Il progetto dunque si propone di avere un approccio multidisciplinare per rispondere ai bisogni complessi.
Cuore del progetto è proprio lo sportello di segretariato sociale e lavoro, che ha messo in campo un’azione integrata e personalizzata. La presa in carico dei beneficiari, quasi esclusivamente migranti, ha coinvolto volontari con competenze diverse – psicologi, operatori legali, medici – per affrontare le fragilità che spesso si intrecciano: povertà economica, isolamento sociale, difficoltà abitative e disoccupazione.
Tra le attività principali, si segnalano l’orientamento sui diritti e le risorse disponibili, la regolarizzazione dei documenti, la compilazione di CV, l’avvio alla formazione, la ricerca di alloggi di emergenza, l’inserimento nel mondo del lavoro tramite tirocini e contratti stagionali e l’esperienza del servizio civile. Sono stati anche offerti supporto legale e psicologico, con incontri settimanali e consulenze, oltre a iniziative di prevenzione sanitaria e riconoscimento dei titoli di studio.
Il progetto ha coinvolto circa 80 beneficiari tra donne, uomini e bambini, provenienti da paesi come Afghanistan, Somalia, Nigeria, Marocco e molti altri. Le donne migranti, spesso con figli minorenni, hanno partecipato attivamente alle azioni proposte, rafforzando il senso di comunità e di appartenenza. Anche i bambini hanno beneficiato di laboratori educativi, inseriti grazie a un’altra iniziativa in corso, che promuove l’integrazione attraverso il gioco e l’espressione creativa.
==*==
[Esercizi proposti]
- A) Nel brano sul progetto di sostegno ai migranti, quante persone risultano coinvolte come beneficiari?
- B) Scrivi il seguito del brano sul progetto di sostegno ai migranti, a partire dall'ultima frase riportata.

[Dati forniti]
==*==
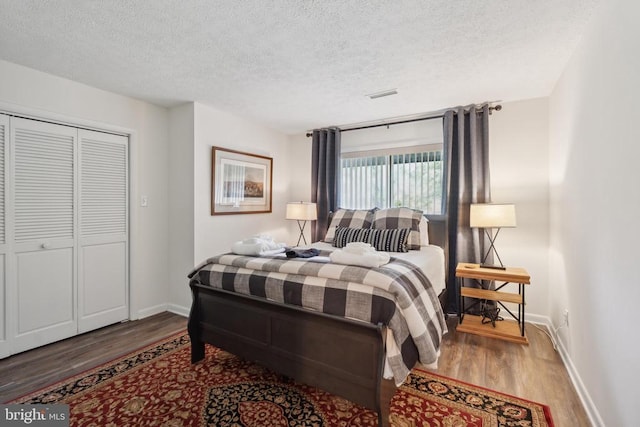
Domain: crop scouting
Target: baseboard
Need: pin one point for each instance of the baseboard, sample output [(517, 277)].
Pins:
[(583, 394), (150, 311), (178, 309)]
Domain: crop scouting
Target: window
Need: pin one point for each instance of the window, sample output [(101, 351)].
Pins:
[(411, 177)]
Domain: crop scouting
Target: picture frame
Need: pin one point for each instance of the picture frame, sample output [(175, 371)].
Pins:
[(240, 182)]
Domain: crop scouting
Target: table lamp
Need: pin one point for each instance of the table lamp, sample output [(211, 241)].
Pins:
[(302, 212), (490, 216)]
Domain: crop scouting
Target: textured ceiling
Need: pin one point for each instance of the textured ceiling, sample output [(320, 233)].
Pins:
[(295, 65)]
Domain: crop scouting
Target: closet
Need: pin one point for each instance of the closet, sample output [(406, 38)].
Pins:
[(63, 232)]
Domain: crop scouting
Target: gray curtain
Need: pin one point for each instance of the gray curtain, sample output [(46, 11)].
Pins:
[(325, 176), (466, 142)]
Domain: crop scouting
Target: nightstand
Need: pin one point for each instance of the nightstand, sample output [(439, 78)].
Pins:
[(511, 330)]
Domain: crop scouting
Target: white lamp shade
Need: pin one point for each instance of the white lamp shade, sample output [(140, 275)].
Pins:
[(302, 211), (489, 215)]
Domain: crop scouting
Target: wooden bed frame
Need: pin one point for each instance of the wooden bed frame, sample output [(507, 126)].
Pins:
[(338, 355)]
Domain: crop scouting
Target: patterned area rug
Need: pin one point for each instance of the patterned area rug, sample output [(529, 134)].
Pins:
[(158, 386)]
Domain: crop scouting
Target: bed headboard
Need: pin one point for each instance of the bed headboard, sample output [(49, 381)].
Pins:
[(437, 229)]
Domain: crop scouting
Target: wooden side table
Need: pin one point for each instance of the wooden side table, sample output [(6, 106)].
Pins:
[(511, 330)]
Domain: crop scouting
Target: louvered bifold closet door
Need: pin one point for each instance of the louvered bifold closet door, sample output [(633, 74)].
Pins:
[(43, 222), (103, 247), (5, 348)]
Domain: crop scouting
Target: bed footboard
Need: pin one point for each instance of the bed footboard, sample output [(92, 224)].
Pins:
[(340, 356)]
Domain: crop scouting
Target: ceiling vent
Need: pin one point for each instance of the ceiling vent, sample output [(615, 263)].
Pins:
[(387, 92)]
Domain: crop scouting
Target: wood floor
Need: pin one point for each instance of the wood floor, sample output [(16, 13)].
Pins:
==*==
[Risposte fornite]
- A) Circa 80 beneficiari, tra donne, uomini e bambini.

- B)
Tra i successi più evidenti, si conta il miglioramento delle condizioni di vita di molte persone, con accesso a servizi di base, formazione e opportunità di lavoro. Sono stati supportati 16 beneficiari nella regolarizzazione dei documenti e 20 hanno iniziato percorsi di formazione. Alcuni hanno trovato occupazione, attraverso tirocini o contratti temporanei, mentre altri hanno ricevuto consulenza legale o supporto psicologico.
Non sono mancate le criticità: i rapporti con la Questura per il rilascio dei permessi di soggiorno sono stati complessi e la carenza di alloggi disponibili ha rappresentato un ostacolo importante. Inoltre, il problema dell’alcolismo tra le persone senza dimora rimane difficile da affrontare.
Da queste esperienze, il team ha tratto insegnamenti rilevanti: l’importanza di un’analisi approfondita dei bisogni prima di avviare interventi personalizzati e la necessità di strategie flessibili e adattate alle specificità di ogni beneficiario. La collaborazione multidisciplinare si è rivelata fondamentale per favorire l’inclusione e l’occupabilità.
Il progetto ha anche rafforzato la rete territoriale coinvolgendo altri enti tra cui la Caritas diocesana, e diverse associazioni – “Tenda d’Abramo”, “Ribò Unità di Strada”, “Casa delle Genti” –, i servizi sociali del Comune di Ancona e la Confartigianato di Ancona.